§ 所附節錄

┄┄┄┄┄┄

Import CSV file to HBASE(Using HBase Shell Command)

[Software]
Hadoop2.4.1
HBase 0.98.5
[Reference]
- http://www.openscg.com/2013/08/hadoop-hbase-tutorial/ (Operations)
- http://wiki.apache.org/hadoop/Hbase/Shell (HBase shell command)

Input type:

14/09/15 18:20:35, Z00 B00 ,0050.50 ,0053.26 ,0053.45 ,1251.06 ,0291.25 ,FF
14/09/15 18:20:35, Z00 B01 ,0053.50 ,0055.80 ,0056.03 ,1249.79 ,0357.45 ,FF
.......

Table:

|    | type | m1 |
------------------------------------------------------------------------------------
HBASE_ROW_KEY | states | deg | high | heat | lenght | avg |char|
------------------------------------------------------------------------------------
14/09/15 18:20:35 | Z00 B00 | 0050.50 | 0053.26 | 0053.45 | 1251.06 | 0291.25 | FF |
14/09/15 18:20:35 | Z00 B01 | 0053.50 | 0055.80 | 0056.03 | 1249.79 | 0357.45 | FF |
.......

Step:
$hbase shell
> create 'log_data', 'type','m1' //建立"log_data"，其中包含兩個 column family, "type" and "m1"
> quit

$hbase org.apache.hadoop.hbase.mapreduce.ImportTsv '-Dimporttsv.separator=,' -Dimporttsv.columns=HBASE_ROW_KEY,type:states,m1:deg,m1:high,m1:heat,m1:length,m1:avg,m1:char log_data /user/hduser/test_log.csv

- org.apache.hadoop.hbase.mapreduce.ImportTsv
執行 hbase-server-${version}-hadoop2.jar 中的 ImportTsv Class，這讓HBASE可以載入csv格式的data
- '-Dimporttsv.separator=,'
讓HBase知道每行資料值的分隔界線為","
- -Dimporttsv.columns
設定Columns Family(在hbase shell建立的'type'與'm1')，至少要有一個HBASE_ROW_KEY來當row key，
column格式則為 "columnfamilyname:columnname" ex: "m1:deg"
- log_data
此arg為input table name (即於hbase shell中建立的 "log_data")
- /user/hduser/test_log.csv
此arg為input file name ，對應位置為與HBASE連結的HDFS

$hbase shell
> scan 'log_data' // 查看輸入資料的table

[Future Work]
1. 尚未對完整log包含後面刪除欄位做輸入
2. 透過其他更簡便的介面或程式碼做Input

HBase create Table (Using Jar File)

┄┄┄┄┄┄

§ 任務說明
把上面這篇 HBase 匯入 CSV 的說明重新打一遍，從「Import CSV file」開始，到「(HBase shell command)」結束，一字不改。

§ 顯示資料
┄┄┄┄┄┄

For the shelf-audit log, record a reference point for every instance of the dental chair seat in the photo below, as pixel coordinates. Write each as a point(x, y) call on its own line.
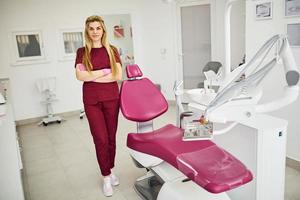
point(202, 161)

┄┄┄┄┄┄

§ 完整輸出
Import CSV file to HBASE(Using HBase Shell Command)

[Software]
Hadoop2.4.1
HBase 0.98.5
[Reference]
- http://www.openscg.com/2013/08/hadoop-hbase-tutorial/ (Operations)
- http://wiki.apache.org/hadoop/Hbase/Shell (HBase shell command)